[Some records]
-=-=-

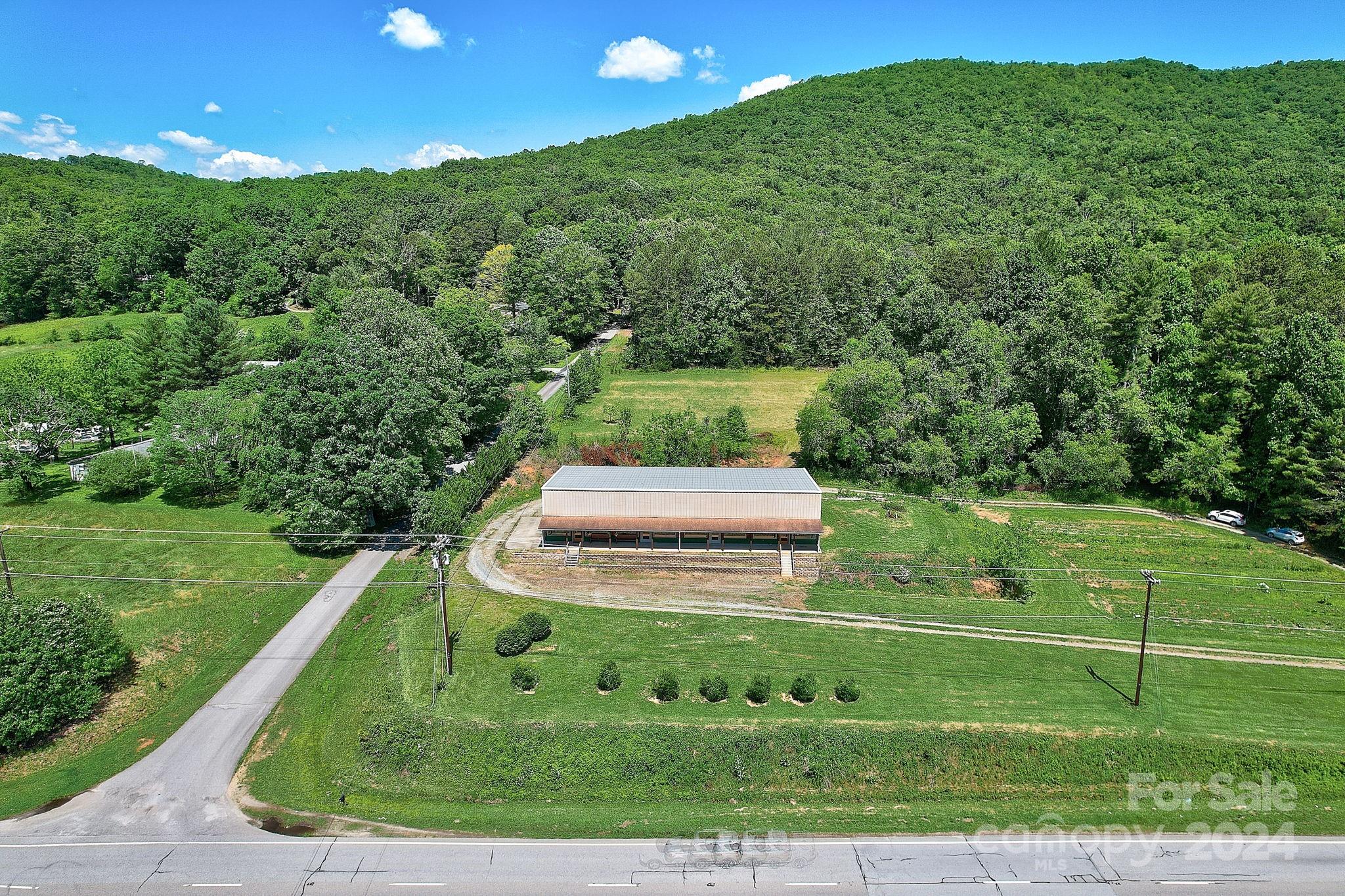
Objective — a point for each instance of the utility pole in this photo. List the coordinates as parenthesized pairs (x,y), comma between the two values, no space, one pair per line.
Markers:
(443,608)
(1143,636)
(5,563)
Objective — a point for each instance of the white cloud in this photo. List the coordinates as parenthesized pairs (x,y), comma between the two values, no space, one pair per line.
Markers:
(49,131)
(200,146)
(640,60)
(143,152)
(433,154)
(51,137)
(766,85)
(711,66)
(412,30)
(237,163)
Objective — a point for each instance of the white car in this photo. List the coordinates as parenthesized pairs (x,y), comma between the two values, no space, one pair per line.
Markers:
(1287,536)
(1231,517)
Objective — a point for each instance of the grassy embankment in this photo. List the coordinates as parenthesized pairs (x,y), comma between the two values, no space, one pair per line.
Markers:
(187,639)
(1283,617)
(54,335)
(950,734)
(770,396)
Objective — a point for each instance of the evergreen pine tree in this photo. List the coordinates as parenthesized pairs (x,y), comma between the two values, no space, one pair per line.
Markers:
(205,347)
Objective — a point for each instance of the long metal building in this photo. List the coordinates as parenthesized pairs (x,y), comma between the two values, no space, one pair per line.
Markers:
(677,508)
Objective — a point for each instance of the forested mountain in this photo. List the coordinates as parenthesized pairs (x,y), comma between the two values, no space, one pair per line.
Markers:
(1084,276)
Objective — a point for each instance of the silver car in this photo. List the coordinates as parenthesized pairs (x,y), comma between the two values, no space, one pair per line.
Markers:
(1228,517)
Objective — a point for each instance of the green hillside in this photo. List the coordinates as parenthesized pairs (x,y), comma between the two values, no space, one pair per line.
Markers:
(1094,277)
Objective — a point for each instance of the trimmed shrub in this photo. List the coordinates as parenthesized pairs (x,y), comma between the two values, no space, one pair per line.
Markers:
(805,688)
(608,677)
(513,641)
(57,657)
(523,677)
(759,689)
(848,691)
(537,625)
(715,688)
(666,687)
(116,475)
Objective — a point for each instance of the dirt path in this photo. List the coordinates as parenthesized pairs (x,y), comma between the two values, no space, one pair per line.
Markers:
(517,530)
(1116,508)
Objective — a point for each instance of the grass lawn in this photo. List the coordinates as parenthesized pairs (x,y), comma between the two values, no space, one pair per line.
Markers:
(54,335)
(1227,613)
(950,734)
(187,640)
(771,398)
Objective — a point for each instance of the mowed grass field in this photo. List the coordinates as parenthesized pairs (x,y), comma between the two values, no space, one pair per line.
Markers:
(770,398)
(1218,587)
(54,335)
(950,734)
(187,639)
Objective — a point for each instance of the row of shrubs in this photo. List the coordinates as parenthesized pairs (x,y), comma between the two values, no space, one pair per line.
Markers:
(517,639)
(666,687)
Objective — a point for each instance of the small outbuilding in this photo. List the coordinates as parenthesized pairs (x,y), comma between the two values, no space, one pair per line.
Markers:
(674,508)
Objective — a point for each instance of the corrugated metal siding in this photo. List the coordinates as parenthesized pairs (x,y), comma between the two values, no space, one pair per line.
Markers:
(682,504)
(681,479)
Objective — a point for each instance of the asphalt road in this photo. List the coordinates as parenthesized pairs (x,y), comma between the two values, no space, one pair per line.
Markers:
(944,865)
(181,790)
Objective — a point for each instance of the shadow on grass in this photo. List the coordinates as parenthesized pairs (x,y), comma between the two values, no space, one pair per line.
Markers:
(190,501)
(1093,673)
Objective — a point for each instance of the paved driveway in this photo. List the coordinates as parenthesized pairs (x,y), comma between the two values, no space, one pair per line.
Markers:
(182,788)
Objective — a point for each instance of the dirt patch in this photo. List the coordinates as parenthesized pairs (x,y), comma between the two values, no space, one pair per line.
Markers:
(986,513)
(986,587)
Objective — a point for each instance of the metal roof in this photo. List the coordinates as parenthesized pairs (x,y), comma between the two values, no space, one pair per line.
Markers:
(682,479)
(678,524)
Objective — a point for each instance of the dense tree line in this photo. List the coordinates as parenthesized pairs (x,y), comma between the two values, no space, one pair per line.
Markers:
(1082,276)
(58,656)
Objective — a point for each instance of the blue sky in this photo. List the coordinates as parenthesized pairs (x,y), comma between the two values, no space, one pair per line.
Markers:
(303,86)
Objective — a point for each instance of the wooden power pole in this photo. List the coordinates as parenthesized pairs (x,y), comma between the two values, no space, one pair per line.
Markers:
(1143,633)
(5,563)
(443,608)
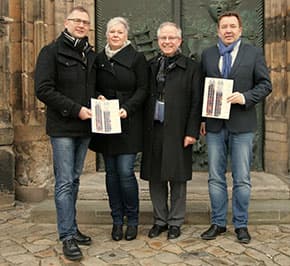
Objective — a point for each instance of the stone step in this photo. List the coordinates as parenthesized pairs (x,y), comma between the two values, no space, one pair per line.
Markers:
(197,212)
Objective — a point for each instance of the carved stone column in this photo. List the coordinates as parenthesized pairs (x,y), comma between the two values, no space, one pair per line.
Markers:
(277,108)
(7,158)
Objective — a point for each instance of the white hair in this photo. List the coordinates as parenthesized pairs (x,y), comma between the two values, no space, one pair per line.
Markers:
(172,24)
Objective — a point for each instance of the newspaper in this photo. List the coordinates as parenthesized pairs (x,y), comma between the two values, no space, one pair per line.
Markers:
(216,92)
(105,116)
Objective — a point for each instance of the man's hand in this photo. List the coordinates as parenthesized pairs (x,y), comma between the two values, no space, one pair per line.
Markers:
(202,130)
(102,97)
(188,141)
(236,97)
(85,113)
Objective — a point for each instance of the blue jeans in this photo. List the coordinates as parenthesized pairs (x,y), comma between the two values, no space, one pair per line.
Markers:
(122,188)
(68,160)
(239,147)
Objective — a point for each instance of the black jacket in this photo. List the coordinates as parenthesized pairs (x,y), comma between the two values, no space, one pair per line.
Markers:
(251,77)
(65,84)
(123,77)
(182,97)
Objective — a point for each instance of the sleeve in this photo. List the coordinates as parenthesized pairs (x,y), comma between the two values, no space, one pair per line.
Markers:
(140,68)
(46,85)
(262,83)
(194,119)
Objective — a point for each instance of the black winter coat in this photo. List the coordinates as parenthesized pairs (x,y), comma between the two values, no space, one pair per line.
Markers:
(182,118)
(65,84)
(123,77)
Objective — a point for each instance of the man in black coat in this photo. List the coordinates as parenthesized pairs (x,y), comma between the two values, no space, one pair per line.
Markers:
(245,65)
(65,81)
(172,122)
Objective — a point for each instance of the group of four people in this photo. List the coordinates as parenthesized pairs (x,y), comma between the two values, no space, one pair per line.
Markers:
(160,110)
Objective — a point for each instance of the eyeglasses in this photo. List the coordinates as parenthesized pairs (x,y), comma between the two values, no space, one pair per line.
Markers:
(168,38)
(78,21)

-=-=-

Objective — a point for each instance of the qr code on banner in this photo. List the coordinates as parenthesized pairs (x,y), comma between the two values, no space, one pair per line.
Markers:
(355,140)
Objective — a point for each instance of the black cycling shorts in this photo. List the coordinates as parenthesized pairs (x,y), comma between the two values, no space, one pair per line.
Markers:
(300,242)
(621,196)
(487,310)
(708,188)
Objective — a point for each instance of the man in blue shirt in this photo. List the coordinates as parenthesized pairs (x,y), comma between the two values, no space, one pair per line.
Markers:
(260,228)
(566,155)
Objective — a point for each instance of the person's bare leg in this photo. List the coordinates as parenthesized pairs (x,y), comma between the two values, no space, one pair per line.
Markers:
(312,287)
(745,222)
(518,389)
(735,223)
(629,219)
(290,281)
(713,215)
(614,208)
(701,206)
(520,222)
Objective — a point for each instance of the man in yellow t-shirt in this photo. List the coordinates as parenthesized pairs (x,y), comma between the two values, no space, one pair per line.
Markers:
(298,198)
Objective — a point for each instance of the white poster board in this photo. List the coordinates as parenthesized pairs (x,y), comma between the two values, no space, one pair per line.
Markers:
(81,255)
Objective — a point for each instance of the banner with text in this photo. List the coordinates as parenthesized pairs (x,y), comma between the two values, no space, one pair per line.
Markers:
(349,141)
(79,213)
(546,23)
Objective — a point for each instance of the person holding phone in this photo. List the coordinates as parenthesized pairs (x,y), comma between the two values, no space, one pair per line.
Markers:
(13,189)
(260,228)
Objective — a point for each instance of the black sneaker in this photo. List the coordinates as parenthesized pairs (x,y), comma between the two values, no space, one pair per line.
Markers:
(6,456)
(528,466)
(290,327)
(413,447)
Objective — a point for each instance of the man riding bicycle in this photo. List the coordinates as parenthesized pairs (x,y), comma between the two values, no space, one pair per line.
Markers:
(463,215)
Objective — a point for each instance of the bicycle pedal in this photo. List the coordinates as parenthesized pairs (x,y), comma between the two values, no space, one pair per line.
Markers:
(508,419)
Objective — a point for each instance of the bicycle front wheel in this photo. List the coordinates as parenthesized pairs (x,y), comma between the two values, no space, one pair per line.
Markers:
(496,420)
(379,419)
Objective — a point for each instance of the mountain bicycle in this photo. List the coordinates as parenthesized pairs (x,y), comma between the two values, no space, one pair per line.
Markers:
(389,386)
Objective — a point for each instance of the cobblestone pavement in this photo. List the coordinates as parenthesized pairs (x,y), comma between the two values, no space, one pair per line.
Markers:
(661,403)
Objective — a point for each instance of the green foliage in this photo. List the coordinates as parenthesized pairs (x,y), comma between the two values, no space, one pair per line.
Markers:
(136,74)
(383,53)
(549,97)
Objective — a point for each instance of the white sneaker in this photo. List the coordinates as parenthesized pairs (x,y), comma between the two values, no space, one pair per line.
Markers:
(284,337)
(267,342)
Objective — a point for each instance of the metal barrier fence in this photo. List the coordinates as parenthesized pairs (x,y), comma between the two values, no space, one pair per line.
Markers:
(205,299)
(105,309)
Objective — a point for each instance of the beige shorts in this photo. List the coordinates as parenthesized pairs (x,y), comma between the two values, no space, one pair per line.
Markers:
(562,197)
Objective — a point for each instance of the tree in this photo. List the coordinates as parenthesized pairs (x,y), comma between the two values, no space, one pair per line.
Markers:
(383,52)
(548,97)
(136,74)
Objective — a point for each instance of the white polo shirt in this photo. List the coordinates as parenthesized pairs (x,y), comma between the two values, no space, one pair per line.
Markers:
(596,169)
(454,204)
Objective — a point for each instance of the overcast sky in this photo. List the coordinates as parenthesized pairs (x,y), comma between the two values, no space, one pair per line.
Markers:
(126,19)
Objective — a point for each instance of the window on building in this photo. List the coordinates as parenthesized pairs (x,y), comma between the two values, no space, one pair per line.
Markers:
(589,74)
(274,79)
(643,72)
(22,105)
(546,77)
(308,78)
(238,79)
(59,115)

-=-=-

Exercise directions: Identify every line of the records above that contains the word "bicycle", and copy each such line. Case counts.

Final answer:
Objective — a point for each instance of the man riding bicycle in this photo. List the coordinates as parenthesized pairs (x,y), comma between the two values, no space, one pair per line.
Objective — a point for each instance of the bicycle pedal in this photo. List the coordinates as parenthesized pairs (x,y), comma between the two values, no space, one pair per line.
Objective — a point for each instance of the bicycle front wheel in this photo. List the coordinates as parenthesized pairs (x,y), comma between the two values, no space, one pair per line.
Objective — a point for each instance of the mountain bicycle in this photo. List the coordinates as parenthesized pairs (x,y), comma between the two values, no space, one pair per line.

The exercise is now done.